Exercise prompt:
Rewrite every one of the items below as a numbered list, one line per number, with blank lines dropped.

Given data:
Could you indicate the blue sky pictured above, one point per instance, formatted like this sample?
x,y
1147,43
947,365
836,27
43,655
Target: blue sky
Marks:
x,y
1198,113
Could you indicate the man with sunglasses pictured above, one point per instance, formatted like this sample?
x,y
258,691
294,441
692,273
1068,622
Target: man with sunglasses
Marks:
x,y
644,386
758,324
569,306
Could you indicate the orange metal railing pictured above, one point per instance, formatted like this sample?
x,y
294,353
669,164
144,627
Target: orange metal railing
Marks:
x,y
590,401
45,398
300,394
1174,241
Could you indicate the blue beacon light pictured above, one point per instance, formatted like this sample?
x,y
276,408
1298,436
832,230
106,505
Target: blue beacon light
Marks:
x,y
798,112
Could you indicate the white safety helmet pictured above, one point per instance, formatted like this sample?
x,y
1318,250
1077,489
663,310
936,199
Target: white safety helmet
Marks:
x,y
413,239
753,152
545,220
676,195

Written answer:
1. Could you indicate the blue sky pictured above, one point per instance, formatted like this sample?
2. x,y
3. 1147,43
4. 947,365
5. 836,27
6. 43,655
7. Target: blue sky
8. Marks:
9. x,y
10. 1198,113
11. Could you indicate the man with sunglasses pictured above, one point per instance, formatted like this sample?
12. x,y
13. 258,691
14. 294,441
15. 692,273
16. 1068,622
17. Target: man with sunglasses
18. Marks:
19. x,y
20. 644,386
21. 758,324
22. 569,306
23. Could you indicate the orange metal railing pictured above, one point per instance, formatted like this sample?
24. x,y
25. 294,353
26. 669,164
27. 144,627
28. Target: orange metal railing
29. Marks:
30. x,y
31. 590,401
32. 45,398
33. 300,394
34. 1174,241
35. Could you indicate the blue beacon light pictured above, one point per instance, formatted like this sample?
36. x,y
37. 276,408
38. 1298,436
39. 832,230
40. 106,505
41. Target: blue beacon light
42. Marks:
43. x,y
44. 798,112
45. Could you indicate the white safety helmet pictured above, one point per instance, formatted like this sample?
46. x,y
47. 1318,250
48. 1077,489
49. 663,310
50. 936,199
51. Target: white safety helmet
52. Marks:
53. x,y
54. 413,239
55. 753,152
56. 545,220
57. 676,195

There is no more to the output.